(Dataset entries):
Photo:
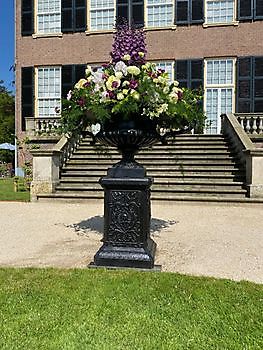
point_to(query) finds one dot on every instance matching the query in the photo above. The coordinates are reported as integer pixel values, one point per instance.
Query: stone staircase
(190, 167)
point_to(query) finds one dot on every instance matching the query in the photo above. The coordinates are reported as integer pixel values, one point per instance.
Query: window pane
(101, 14)
(48, 16)
(49, 90)
(167, 67)
(160, 13)
(219, 11)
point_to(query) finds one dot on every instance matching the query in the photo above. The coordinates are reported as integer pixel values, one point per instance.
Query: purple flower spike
(128, 41)
(81, 102)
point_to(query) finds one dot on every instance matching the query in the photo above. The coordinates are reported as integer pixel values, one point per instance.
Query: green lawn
(110, 310)
(7, 191)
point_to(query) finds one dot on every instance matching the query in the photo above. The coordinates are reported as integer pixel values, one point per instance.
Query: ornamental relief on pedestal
(125, 217)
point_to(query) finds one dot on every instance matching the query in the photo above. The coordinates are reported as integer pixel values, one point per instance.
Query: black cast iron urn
(127, 211)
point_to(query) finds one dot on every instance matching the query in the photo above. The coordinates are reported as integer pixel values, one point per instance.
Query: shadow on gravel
(95, 225)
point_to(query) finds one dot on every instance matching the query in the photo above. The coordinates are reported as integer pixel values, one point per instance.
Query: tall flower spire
(130, 43)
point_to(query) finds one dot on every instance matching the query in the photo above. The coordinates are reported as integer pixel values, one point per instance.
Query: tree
(7, 121)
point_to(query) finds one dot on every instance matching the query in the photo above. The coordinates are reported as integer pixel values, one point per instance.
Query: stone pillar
(45, 172)
(254, 172)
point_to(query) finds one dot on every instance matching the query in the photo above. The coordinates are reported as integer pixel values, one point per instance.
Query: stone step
(160, 161)
(90, 177)
(142, 157)
(159, 186)
(99, 193)
(208, 169)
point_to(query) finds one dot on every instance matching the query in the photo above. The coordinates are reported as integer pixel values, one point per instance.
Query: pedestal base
(139, 257)
(126, 239)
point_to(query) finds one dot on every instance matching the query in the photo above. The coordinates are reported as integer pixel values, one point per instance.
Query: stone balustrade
(47, 164)
(252, 123)
(250, 156)
(42, 125)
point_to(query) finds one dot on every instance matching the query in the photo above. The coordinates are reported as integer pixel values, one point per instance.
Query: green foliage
(8, 193)
(117, 310)
(127, 92)
(7, 115)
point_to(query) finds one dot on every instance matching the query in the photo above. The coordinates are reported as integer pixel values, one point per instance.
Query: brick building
(216, 44)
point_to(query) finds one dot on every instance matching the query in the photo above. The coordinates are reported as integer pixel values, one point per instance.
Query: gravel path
(223, 241)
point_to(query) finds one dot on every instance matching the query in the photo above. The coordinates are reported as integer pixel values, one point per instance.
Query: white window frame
(98, 9)
(219, 87)
(47, 13)
(49, 96)
(158, 3)
(165, 62)
(209, 24)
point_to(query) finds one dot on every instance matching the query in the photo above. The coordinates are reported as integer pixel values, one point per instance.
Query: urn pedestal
(126, 241)
(127, 208)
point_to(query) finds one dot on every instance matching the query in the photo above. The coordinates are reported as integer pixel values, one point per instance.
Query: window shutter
(182, 11)
(79, 72)
(137, 13)
(67, 16)
(197, 11)
(189, 73)
(67, 79)
(123, 9)
(27, 17)
(71, 74)
(245, 10)
(196, 74)
(132, 10)
(258, 9)
(80, 15)
(27, 94)
(258, 84)
(182, 73)
(244, 102)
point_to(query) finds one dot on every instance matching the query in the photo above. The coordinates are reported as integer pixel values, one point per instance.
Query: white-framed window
(219, 11)
(159, 13)
(219, 91)
(168, 66)
(102, 14)
(48, 90)
(48, 16)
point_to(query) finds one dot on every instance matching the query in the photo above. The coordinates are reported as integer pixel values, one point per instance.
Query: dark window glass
(182, 11)
(259, 66)
(244, 67)
(259, 88)
(80, 3)
(197, 69)
(122, 12)
(26, 5)
(245, 9)
(244, 89)
(181, 70)
(137, 15)
(259, 8)
(67, 3)
(258, 106)
(27, 23)
(243, 106)
(197, 10)
(196, 85)
(79, 72)
(67, 20)
(80, 19)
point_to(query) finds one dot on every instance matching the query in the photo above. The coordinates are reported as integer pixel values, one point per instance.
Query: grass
(119, 310)
(7, 192)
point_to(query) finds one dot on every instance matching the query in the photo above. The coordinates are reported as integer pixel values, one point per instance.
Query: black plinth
(126, 240)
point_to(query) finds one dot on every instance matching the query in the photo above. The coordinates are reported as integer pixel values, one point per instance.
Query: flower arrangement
(129, 87)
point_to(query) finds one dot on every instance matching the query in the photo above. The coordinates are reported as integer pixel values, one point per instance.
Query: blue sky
(7, 42)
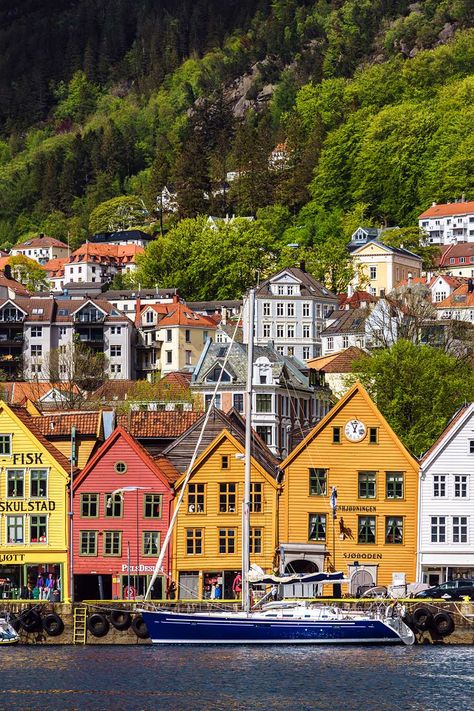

(HOW TO COMPLETE THIS TASK):
An exact retyping of the entries, without images, is the required answer.

(ANSWER TO THIS TASK):
Photo:
point_to(query) finds one dot on every instance matching the query in the photo above. The coordinates are reported as integer pixel values, one point per instance.
Query: stone staircase
(190, 167)
point_to(query) finds one dot on every instance matching the query in the photo above. The coordinates are reported as integer pixel values, one point per instance.
Query: window pane
(101, 14)
(48, 16)
(49, 90)
(167, 67)
(160, 13)
(219, 11)
point_to(query) finds one dot on every instance matching the query in the photo above. The coordinates are reported as integer pixel values, one point per instance.
Query: purple flower spike
(128, 41)
(81, 102)
point_to(query) finds one dot on every instance matching the query in the photo above. The coordinates are reported as integer pixel values, one point per instance.
Query: green lawn
(110, 310)
(7, 191)
point_to(query) finds one dot on every instance matching the query in the photo above. The coordinates are reported as integer pixel values, one point per instance.
Query: ornamental relief on pedestal
(125, 217)
point_to(query) finds one dot on every instance matching the query in the photo above. The coordinates are reported as integer pixel values, one point per instance.
Query: black cast iron urn
(127, 211)
point_to(query) finds one dot on every instance matching the query in the photo above. The coordinates are reported as integer pixel values, one point per instance.
Query: shadow on gravel
(95, 225)
point_to(query) finds one dot on every instance matching the query in the photo above. The coordinates are reported as integer pixel values, one point per instance.
Query: tall flower spire
(130, 43)
point_to(query) finds one dot on every instance matching the query in the photo above. The coordinates are reported as integer pixel values, one point per instance.
Query: tree
(7, 121)
point_to(query) finds one dot on every instance matching the query in the photo above. The coordinates are reported as integer pixel values, one point per instance.
Query: stone pillar
(45, 172)
(254, 172)
point_to(query) finds one dot on every instance matching the query in the photo above. The coordinates are reported as integer pixel values, one point per instance.
Query: stone step
(160, 161)
(90, 177)
(142, 157)
(159, 186)
(99, 193)
(208, 169)
point_to(query) finds one dot on every instance matching the query in the photo above. The coordinates are reported as integer pixel values, one point per instance.
Query: pedestal base
(139, 257)
(126, 239)
point_to(query) finds one dot on every instance matching the query in the photo above. The coordinates are reported as integer pixel values, one point per instance.
Query: stone balustrade
(47, 164)
(252, 123)
(250, 156)
(42, 125)
point_to(query) finds one dot on every instance matching the query in the photo above. The coordinates are reported as integer pixel values, one point per instance.
Query: green foliage
(8, 193)
(117, 310)
(127, 92)
(7, 115)
point_to(query) finds one dot on every instance matching the query in the photo above. The coordinates are reported as integer pixel values, one point per instance.
Query: brick building
(216, 44)
point_to(query) finds one dot on every instance matching the query in the photo above. The coordinates are reported as integer pixel values, one point per instance.
Query: gravel path
(223, 241)
point_to(query) finds one dot on every instance matching the query in the photo above. The coordinates are reported as integer pixel values, one point per instance.
Query: white window frame
(98, 9)
(219, 87)
(47, 13)
(49, 96)
(158, 3)
(165, 62)
(209, 24)
point_to(query) finds one dot on every instance matching the query in the photo above. The coordinates are reported as integer pixel values, one point per instance.
Query: urn pedestal
(126, 241)
(127, 208)
point_to(query) finds one dot on every instance matching the query in the photo above. The coordinates are reported as integer pixel values, one point per instance.
Query: window shutter
(182, 11)
(79, 72)
(137, 13)
(67, 16)
(197, 11)
(189, 73)
(67, 79)
(123, 9)
(27, 17)
(71, 74)
(245, 10)
(196, 74)
(132, 10)
(258, 9)
(80, 15)
(27, 94)
(258, 84)
(182, 73)
(244, 102)
point_to(query) finds one dot on every instance matching the query in the photo above. The coordinates are reported as integer pixel values, one point per instance.
Query: white-framed window
(219, 11)
(159, 13)
(219, 91)
(168, 66)
(102, 14)
(48, 90)
(48, 16)
point_to(query) finds one dot on every instance matching the query in the photo above. The coordinates are reported as integer pixel values, one point per instance.
Query: dark window glass
(182, 11)
(259, 66)
(244, 67)
(259, 88)
(80, 3)
(197, 69)
(122, 12)
(26, 5)
(245, 9)
(244, 89)
(181, 70)
(137, 15)
(259, 8)
(67, 3)
(258, 106)
(27, 23)
(243, 106)
(197, 10)
(196, 85)
(79, 72)
(67, 20)
(80, 19)
point_to(query) finds one dot on every instance matching the query in the photo above. The coordinates are reported as integer pixel values, one point per instance.
Query: grass
(119, 310)
(7, 192)
point_to(query) finds one dot on every instance matching the query in the photo above. The coordinates are reported as integer pixel values, one point per instance.
Query: black plinth
(126, 240)
point_to(query) finds one dot on every instance matching the query in the photo above. The coordinates are reported as integer pixel values, one point per instance.
Query: flower arrangement
(129, 87)
point_to(query) finds one dot on every instance matching the query in the photo above. The coordinates are reported as integer pixel values, one point per instance.
Query: blue sky
(7, 42)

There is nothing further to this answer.